++++ Task data ++++

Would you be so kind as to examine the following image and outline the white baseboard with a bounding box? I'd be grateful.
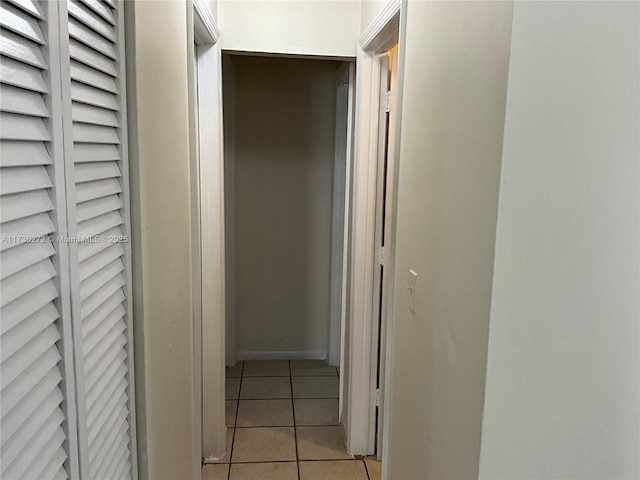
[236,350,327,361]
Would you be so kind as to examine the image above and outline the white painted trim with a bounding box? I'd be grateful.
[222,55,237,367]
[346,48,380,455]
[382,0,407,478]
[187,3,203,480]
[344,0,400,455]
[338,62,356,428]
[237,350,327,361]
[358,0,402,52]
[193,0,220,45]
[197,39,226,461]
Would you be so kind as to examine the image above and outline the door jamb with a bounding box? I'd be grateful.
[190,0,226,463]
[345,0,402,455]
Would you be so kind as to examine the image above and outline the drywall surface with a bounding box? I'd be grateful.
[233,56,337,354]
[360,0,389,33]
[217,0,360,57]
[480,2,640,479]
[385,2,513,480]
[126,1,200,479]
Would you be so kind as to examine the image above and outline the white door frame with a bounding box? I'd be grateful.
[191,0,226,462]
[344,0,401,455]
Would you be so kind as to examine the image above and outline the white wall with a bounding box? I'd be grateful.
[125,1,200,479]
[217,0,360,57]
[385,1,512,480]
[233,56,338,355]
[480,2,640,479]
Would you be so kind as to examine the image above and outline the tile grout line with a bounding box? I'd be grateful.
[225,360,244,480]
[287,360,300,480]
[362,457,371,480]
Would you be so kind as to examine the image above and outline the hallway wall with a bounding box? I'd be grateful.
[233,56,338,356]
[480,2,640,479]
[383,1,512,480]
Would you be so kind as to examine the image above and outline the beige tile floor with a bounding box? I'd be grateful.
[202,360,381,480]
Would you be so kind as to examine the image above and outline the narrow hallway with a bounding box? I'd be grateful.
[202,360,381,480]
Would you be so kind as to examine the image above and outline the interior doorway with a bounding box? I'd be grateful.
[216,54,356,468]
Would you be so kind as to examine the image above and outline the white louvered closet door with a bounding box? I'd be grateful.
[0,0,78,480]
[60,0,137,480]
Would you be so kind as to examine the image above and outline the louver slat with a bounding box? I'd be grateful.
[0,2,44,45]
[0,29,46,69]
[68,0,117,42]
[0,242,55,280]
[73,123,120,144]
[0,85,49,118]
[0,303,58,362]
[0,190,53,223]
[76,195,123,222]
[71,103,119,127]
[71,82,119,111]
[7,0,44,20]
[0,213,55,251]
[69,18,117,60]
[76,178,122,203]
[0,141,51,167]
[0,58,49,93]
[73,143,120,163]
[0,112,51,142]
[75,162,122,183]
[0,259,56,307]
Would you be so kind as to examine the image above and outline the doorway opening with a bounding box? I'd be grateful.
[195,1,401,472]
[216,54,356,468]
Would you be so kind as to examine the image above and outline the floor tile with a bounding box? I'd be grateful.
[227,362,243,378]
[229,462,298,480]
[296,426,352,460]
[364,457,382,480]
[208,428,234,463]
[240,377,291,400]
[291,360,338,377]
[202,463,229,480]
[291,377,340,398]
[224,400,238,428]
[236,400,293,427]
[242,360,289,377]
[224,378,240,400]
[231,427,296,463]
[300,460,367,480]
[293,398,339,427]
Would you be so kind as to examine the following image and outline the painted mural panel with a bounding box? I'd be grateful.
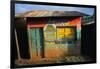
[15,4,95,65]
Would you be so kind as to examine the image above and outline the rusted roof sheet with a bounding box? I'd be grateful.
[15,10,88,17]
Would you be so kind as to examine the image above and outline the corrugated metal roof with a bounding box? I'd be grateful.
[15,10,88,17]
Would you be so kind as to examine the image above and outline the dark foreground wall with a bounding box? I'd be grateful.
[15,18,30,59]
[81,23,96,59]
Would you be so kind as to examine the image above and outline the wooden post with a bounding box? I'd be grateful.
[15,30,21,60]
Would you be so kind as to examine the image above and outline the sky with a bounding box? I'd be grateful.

++++

= Instructions for the task =
Reproduce everything in the records from the line containing "trim with a bounding box? I'd be grateful." down to the line containing "[344,0,401,455]", both included, keeping the requests as they are and offsetting every bounding box coordinate in the answers by 40.

= Response to this exercise =
Would you be so kind as to examine the image above and outline the white painted trim with a bounding box? I'd be grateful.
[262,95,277,407]
[386,88,420,495]
[422,40,447,518]
[227,43,243,520]
[384,40,440,495]
[378,102,396,468]
[277,390,367,401]
[398,40,442,92]
[233,40,260,85]
[237,79,266,501]
Would you be so kind as to examine the image above and outline the door jamb with a bounding box? I'd be grateful.
[230,40,266,503]
[385,40,442,495]
Would you be so kind as to examine the image above and outline the drywall surface with a bounding box? I'd be grateful.
[273,96,377,394]
[400,40,429,73]
[257,40,400,97]
[520,42,680,519]
[425,42,553,520]
[166,41,240,519]
Would you be so kind as to examine the image above and outline the white door frame with a bounding box? I'd be grateful.
[231,40,266,502]
[384,40,441,495]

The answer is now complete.